Aim of the task — Without the pictures, set down everything in the listing exactly.

▼▼▼

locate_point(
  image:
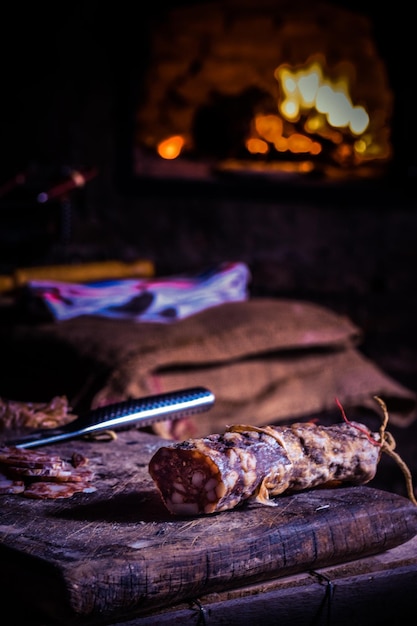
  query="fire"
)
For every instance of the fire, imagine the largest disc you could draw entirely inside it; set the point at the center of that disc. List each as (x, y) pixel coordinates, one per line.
(171, 147)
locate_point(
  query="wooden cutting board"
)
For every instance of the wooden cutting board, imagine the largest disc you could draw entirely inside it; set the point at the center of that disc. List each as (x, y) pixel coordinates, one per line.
(118, 553)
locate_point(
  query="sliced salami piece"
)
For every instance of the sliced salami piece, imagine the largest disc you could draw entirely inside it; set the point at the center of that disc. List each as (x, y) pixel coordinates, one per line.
(41, 475)
(10, 486)
(219, 472)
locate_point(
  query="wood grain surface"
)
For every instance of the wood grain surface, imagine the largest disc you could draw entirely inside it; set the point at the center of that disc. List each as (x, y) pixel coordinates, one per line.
(117, 552)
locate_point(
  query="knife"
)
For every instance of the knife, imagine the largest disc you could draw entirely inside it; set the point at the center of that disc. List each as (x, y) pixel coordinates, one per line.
(139, 412)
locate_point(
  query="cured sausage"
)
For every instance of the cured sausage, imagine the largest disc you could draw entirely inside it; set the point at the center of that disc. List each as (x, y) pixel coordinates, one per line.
(35, 474)
(220, 471)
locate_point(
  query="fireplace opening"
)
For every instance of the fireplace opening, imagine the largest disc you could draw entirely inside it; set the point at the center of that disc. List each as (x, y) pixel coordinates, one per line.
(283, 92)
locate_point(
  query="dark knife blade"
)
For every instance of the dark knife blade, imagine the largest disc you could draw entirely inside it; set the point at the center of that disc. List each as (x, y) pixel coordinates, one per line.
(139, 412)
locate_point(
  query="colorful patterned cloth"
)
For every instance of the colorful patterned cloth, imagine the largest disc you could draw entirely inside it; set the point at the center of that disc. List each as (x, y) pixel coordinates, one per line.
(144, 300)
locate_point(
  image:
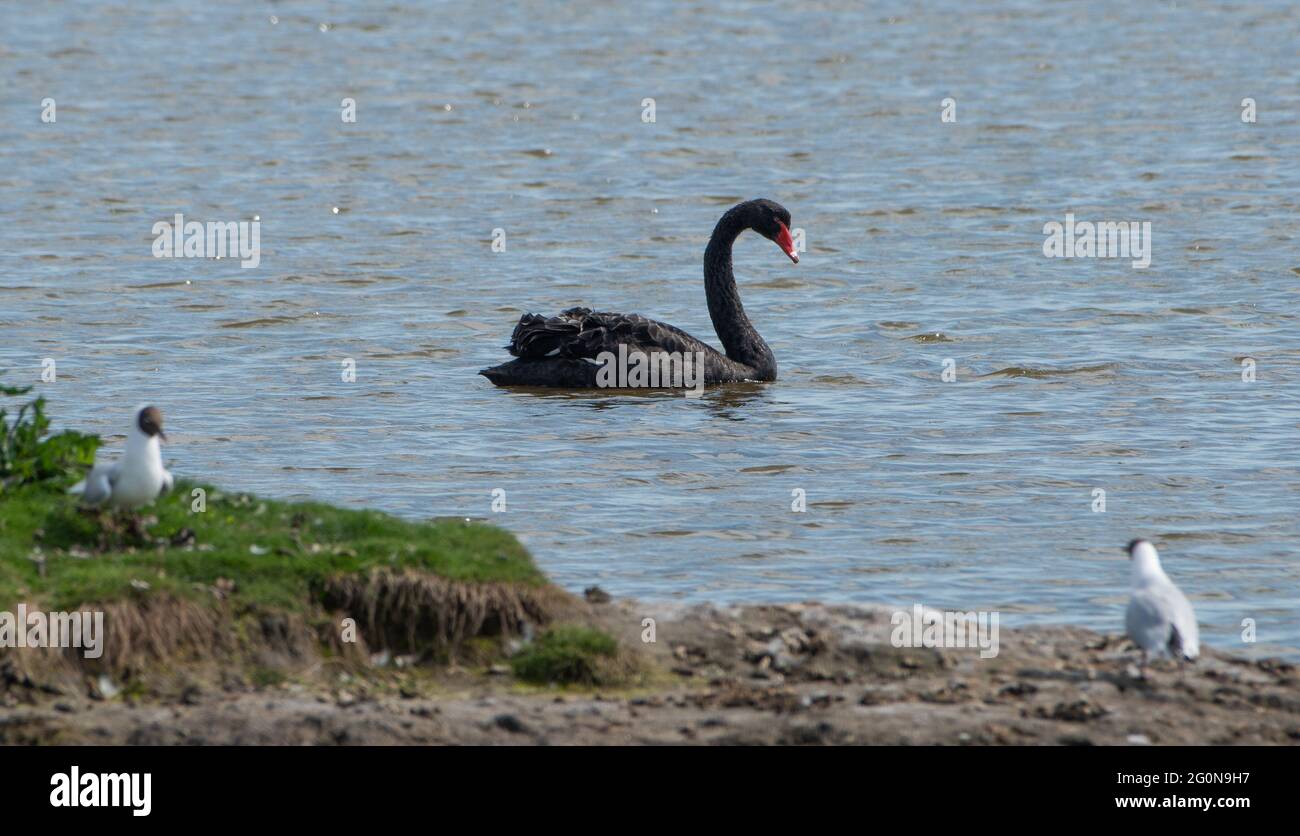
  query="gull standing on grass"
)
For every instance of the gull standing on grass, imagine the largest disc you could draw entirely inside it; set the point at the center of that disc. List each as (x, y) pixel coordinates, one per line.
(1160, 618)
(138, 477)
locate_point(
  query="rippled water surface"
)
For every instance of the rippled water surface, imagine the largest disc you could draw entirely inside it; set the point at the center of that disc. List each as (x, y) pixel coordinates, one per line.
(923, 243)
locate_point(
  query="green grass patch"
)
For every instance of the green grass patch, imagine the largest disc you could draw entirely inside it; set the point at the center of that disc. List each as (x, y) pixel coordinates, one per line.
(259, 554)
(568, 654)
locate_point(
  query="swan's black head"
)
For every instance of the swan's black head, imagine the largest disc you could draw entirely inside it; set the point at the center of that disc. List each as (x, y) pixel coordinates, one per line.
(770, 220)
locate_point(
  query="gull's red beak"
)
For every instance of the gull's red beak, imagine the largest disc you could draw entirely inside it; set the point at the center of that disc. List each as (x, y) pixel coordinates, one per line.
(787, 243)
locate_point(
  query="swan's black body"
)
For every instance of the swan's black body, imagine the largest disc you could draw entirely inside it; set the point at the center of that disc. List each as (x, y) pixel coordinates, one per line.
(563, 350)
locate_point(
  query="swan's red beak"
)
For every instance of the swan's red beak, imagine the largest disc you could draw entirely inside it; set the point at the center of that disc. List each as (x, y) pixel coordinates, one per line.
(787, 243)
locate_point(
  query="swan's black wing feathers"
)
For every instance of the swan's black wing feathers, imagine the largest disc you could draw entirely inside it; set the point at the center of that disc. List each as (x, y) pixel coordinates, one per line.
(581, 333)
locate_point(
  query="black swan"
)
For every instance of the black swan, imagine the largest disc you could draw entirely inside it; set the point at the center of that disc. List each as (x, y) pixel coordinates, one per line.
(566, 350)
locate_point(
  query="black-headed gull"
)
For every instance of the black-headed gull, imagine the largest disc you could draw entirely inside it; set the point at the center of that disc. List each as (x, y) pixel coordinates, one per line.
(1160, 618)
(138, 477)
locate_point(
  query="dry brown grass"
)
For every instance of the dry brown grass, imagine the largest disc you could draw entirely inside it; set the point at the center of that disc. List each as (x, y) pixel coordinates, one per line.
(414, 611)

▲▲▲

Response for this exercise —
locate_point(
  image:
  query="fire"
)
For every instance of the fire, imagine the largest disc you could draw entirely inside it; set the point at the center of that disc. List each as (x, y) pixel coordinates, one per line.
(171, 147)
locate_point(
  query="wooden cutting board"
)
For every instance of the wooden cutting board, imagine the largest disc you could draw entirely inside it; set the point at the center of that disc. List each as (x, y) pixel coordinates, one per line.
(118, 553)
locate_point(
  query="sliced salami piece"
)
For every instance of the sliced salami piece, imagine the largest disc you could draw entirely inside it; set the point at the center of that disc. List each as (x, y) pixel coordinates, one per line.
(41, 475)
(10, 486)
(219, 472)
locate_point(
  query="wood grain surface"
)
For every instance of the wood grain surface, imagine the largest disc you could draw entirely inside it; set the point at the center of that disc. List each as (x, y) pixel coordinates, one per line.
(117, 552)
locate_point(
  query="knife"
)
For every instance of the knife, imagine the largest disc you could draw entirely inside it; set the point at the center of that disc. List each as (x, y) pixel coordinates, one per line.
(139, 412)
locate_point(
  query="cured sausage"
)
For every instance of the cured sausage, imagine the largest disc you could draw entirely inside it; set the point at the center of that disc. List each as (x, y) pixel coordinates, one per line.
(35, 474)
(220, 471)
locate_point(
  query="fireplace opening"
)
For every instance of the fireplace opening, imagine the largest disc you could draw entirely inside it; set the point at the center of that disc. List each as (x, y) pixel coordinates, one per line.
(283, 92)
locate_point(
  query="dark knife blade"
)
For every instance of the dark knife blade, imagine the largest disc you could draw entirely inside it; set the point at the center of that disc. List each as (x, y) pixel coordinates, one per line.
(139, 412)
locate_point(
  query="colorful patterned cloth"
)
For every instance of the colorful patterned cloth, imagine the largest disc you could draw entirely inside it; set the point at the center of that disc. List each as (x, y) pixel coordinates, one per line.
(144, 300)
locate_point(
  image:
  query="gull standing on grass"
)
For every instance of the gull standing on grass, imagine the largest disc you could draw entirely inside it; set the point at the center of that disc. List each as (x, y) pixel coordinates, one per line.
(1160, 618)
(138, 477)
locate_point(
  query="rippled water surface"
)
For every instance of the rippled water surface, imagine the largest disc you could draw entirely inside it; set the point at the center of that disc. List each as (x, y) pixel coordinates, one per line.
(923, 243)
locate_point(
  query="green grass patch"
)
For every instance of the green grass patch, imagine the largest disc you could draw entirely inside it; set the point at the center of that disc. List each as (x, y) pixel coordinates, one per line.
(259, 554)
(568, 654)
locate_point(
  query="swan's black head"
)
For every instance of the swan's black head, imagine the largest disc you could draw entirely inside it; set the point at the center of that disc. List each as (x, y) pixel coordinates, one per line.
(770, 220)
locate_point(
  query="gull's red beak"
)
For every instance of the gull's red beak, imagine the largest disc you could draw entirely inside it; set the point at the center of that disc. List each as (x, y) pixel coordinates, one per line.
(787, 243)
locate_point(
  query="swan's black body"
)
For every instance of the swan's black body, imagine the largest disc you could draw entirely inside it; set the point at the center of that disc. List each as (x, y) pixel coordinates, one per line.
(563, 350)
locate_point(
  query="swan's red beak"
)
For every instance of the swan's red beak, imagine the largest disc you could draw entirely inside it; set the point at the center of that disc. List each as (x, y) pixel coordinates, one per line.
(787, 243)
locate_point(
  query="swan's black wing feathers"
)
For every instance of the swan's black wing feathers, imagine the largest disc you could draw entirely inside it; set the point at the center of that disc. List each as (x, y) pixel coordinates, one per line.
(581, 333)
locate_point(
  query="black swan"
)
For every instance of the black swan, imagine the largest disc you could draw entirely inside it; set the point at the center of that disc. List each as (x, y) pixel coordinates, one per line.
(566, 350)
locate_point(
  query="black-headed gull"
)
For every instance of the black-headed gull, imagine the largest disc you could draw entirely inside it; set the point at the center of that disc. List each as (x, y) pixel coordinates, one per line.
(1160, 618)
(138, 477)
locate_point(
  query="dry brown grass"
)
For every instance of the dry brown grass, imagine the largest disc you could draw entirely inside it; set the point at the center of that disc. List each as (x, y) pixel coordinates, one per line.
(414, 611)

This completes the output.